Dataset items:
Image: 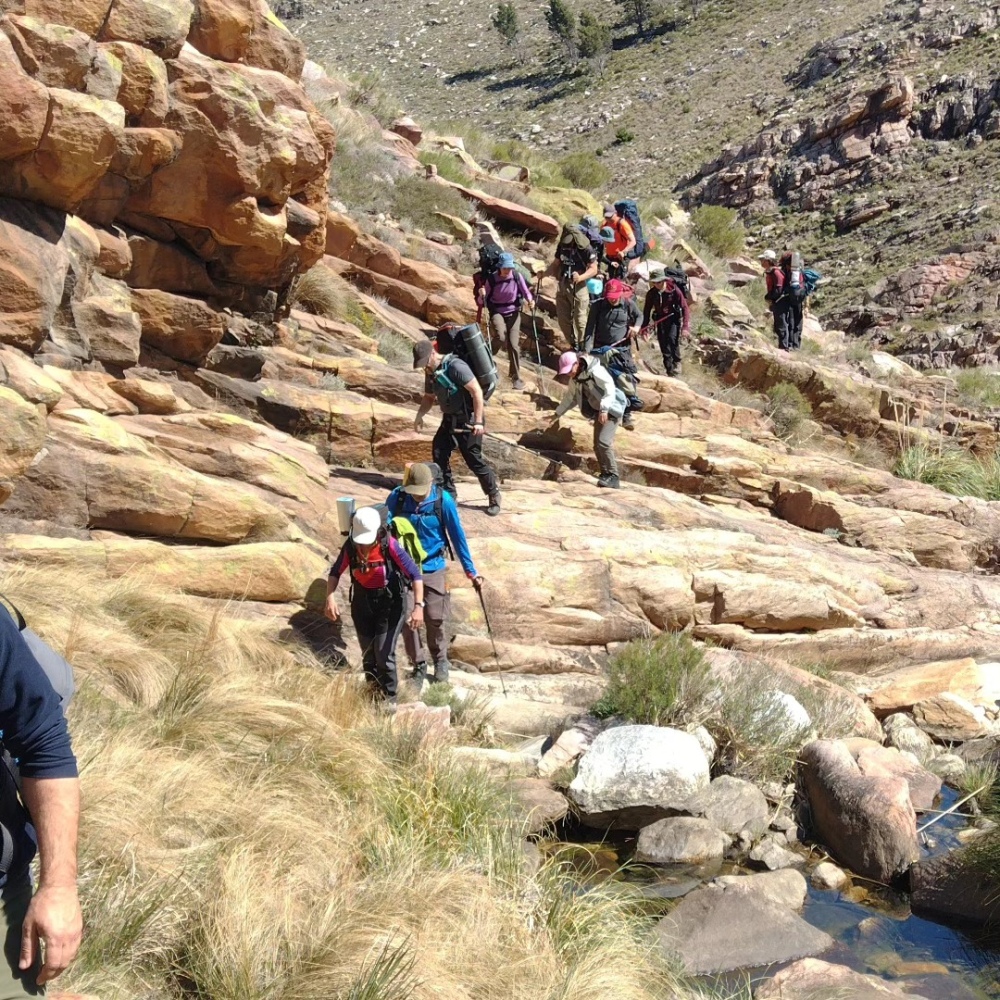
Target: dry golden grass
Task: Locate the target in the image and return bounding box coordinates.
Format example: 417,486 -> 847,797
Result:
0,567 -> 700,1000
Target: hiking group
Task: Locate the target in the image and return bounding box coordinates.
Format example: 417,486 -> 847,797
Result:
326,463 -> 483,705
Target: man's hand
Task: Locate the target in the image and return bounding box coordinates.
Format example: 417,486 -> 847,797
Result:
17,885 -> 83,986
323,594 -> 340,622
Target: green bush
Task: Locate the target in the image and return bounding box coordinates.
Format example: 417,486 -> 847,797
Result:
766,382 -> 812,440
691,205 -> 747,259
593,632 -> 712,726
556,153 -> 611,191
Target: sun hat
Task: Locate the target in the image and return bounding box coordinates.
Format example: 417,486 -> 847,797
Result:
351,507 -> 382,545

Task to carry out: Reproduce every line of the listing, starting at the line that contains "Target: green bush" and continuing through the final line of the listing, with both of those lines included.

Answer to this exercise:
Target: green bush
Task: Locate the target in the image and return bounding box coordinates.
Format example: 417,486 -> 847,797
Result:
766,382 -> 812,440
691,205 -> 747,259
593,632 -> 712,726
556,153 -> 611,191
Target: sun hat
Task: Locate the target in the image and return bounding box coordinates.
Format example: 417,486 -> 847,797
Result:
351,507 -> 382,545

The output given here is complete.